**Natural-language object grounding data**
BEGIN
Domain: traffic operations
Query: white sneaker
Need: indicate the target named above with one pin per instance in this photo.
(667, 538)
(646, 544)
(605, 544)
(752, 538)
END
Every line from the one containing "Query: white sneaker" through the last line of the entries must be written out verbatim, and no other line.

Query: white sneaker
Need: indicate the target named above with one pin per instance in this photo.
(667, 538)
(646, 544)
(605, 544)
(752, 538)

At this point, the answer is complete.